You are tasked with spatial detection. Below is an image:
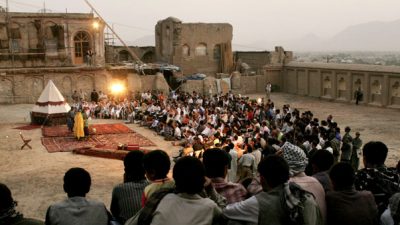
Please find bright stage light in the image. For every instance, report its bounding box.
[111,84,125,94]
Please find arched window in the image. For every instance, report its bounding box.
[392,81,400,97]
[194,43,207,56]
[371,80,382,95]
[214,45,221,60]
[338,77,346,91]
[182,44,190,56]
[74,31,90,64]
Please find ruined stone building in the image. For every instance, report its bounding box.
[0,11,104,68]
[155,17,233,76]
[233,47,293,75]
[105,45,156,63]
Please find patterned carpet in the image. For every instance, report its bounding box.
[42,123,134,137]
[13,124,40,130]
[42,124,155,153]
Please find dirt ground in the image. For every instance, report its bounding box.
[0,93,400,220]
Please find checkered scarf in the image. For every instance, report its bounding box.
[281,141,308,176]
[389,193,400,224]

#####

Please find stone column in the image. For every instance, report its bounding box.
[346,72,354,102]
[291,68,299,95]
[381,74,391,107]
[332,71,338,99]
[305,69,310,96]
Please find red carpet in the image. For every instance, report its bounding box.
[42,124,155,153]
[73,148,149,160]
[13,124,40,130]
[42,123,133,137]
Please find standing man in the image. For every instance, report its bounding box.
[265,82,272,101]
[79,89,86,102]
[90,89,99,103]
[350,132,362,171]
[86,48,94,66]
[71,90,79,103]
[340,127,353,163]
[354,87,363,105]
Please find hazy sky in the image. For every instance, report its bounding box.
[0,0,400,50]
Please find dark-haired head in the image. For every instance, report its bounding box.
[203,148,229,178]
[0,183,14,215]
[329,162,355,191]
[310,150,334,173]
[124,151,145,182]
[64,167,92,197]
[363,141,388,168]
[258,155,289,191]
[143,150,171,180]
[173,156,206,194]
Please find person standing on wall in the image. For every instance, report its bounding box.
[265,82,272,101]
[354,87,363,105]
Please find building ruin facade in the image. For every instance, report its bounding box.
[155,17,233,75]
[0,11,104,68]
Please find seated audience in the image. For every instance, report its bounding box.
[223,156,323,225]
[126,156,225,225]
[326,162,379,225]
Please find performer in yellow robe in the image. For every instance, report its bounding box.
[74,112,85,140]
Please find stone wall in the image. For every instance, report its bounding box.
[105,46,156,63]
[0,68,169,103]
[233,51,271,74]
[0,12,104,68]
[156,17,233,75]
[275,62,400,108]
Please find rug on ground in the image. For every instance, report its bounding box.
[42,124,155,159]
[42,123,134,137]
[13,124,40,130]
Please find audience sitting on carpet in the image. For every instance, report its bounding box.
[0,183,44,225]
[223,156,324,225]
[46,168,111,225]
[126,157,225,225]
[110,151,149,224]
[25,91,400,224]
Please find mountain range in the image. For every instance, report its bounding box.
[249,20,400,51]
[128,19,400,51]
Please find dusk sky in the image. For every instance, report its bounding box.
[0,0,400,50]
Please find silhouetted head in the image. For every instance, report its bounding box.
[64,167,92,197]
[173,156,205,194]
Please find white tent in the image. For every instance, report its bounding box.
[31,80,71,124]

#####

▸ What is expected
Convert the entries from the line containing "You are tasked" through the line containing "[389,193,400,224]", both ends included, into a JSON list of strings with one string per line and no blank lines. Omit the pictures.

▸ Finished task
[
  "You are tasked with spatial detection. Below is an image:",
  "Please find bright stage light in the image. For every instance, report its bounding box.",
  "[111,84,125,94]",
  "Please find arched window in the image. For every instance, report its bounding box.",
  "[392,81,400,97]",
  "[194,43,207,56]",
  "[371,80,382,95]",
  "[214,45,221,60]",
  "[338,77,346,91]",
  "[182,44,190,56]",
  "[74,31,90,64]",
  "Please find ruined stone building in the image. For every instance, report its bounding box.",
  "[0,11,104,68]",
  "[155,17,233,76]",
  "[233,47,293,75]",
  "[105,45,156,63]",
  "Please find patterned carpet in the image. For every instance, report its bounding box.",
  "[42,123,134,137]",
  "[13,124,40,130]",
  "[42,124,155,153]",
  "Please find dirt ground in the image. For every instance, report its bounding box.",
  "[0,93,400,220]",
  "Please find checkered scarf in the image. For every instance, report its bounding box.",
  "[281,141,308,176]",
  "[389,193,400,224]"
]